» **WAS ZU TUN IST**
**1.** Beantworten Sie anhand des Textauszugs die folgenden Fragen.
(a) In welchem Land machten sich die jungen Freitaler einen Namen?
(b) Wann und wo wurde Erich Schieritz geboren?
(c) Als was galt Erich Schieritz schlechthin?
**2.** Nennen Sie alle Substantive aus dem Satz des Textauszugs, der mit „Er war keine auffällige Erscheinung“ beginnt.
**3.** Geben Sie den Abschnitt des Textauszugs wortgetreu wieder, der mit „Einen Namen machten“ beginnt und mit „Konturen zu verleihen.“ endet, beide Stellen eingeschlossen.

» **TEXTAUSZUG**
※
Einen Namen machten sich die jungen Freitaler in den USA, wo selbst die Dächer von Wolkenkratzern zu ihren Bühnen gehörten. © SZ-Archiv

Er war keine auffällige Erscheinung, kein Mann, dem die Unternehmungslust nur so aus den Augen blitzte. Erich Schieritz um 1888 in Deuben geboren, galt schlechthin als ein Muster an Bescheidenheit. In kritischen Situationen konnte er ausgleichende Akzente setzen, ein Mann, der sich aufs Abwarten und Zuhören verstand. Auch in seinem Falle sollte es sich zeigen: Stille Menschen sind oftmals im Stande, ihren geheimen Träumen konkrete Konturen zu verleihen.
※
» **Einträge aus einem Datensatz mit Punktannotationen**
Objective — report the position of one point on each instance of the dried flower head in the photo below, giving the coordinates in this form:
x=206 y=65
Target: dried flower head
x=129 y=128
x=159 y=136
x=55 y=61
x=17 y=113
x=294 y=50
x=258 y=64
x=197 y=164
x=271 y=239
※
» **ERWARTETE ERGEBNISSE**
**1.**
(a) In den USA.
(b) Um 1888 in Deuben.
(c) Als ein Muster an Bescheidenheit.

**2.** Erscheinung, Mann, Unternehmungslust, Augen

**3.**
Einen Namen machten sich die jungen Freitaler in den USA, wo selbst die Dächer von Wolkenkratzern zu ihren Bühnen gehörten. © SZ-Archiv

Er war keine auffällige Erscheinung, kein Mann, dem die Unternehmungslust nur so aus den Augen blitzte. Erich Schieritz um 1888 in Deuben geboren, galt schlechthin als ein Muster an Bescheidenheit. In kritischen Situationen konnte er ausgleichende Akzente setzen, ein Mann, der sich aufs Abwarten und Zuhören verstand. Auch in seinem Falle sollte es sich zeigen: Stille Menschen sind oftmals im Stande, ihren geheimen Träumen konkrete Konturen zu verleihen.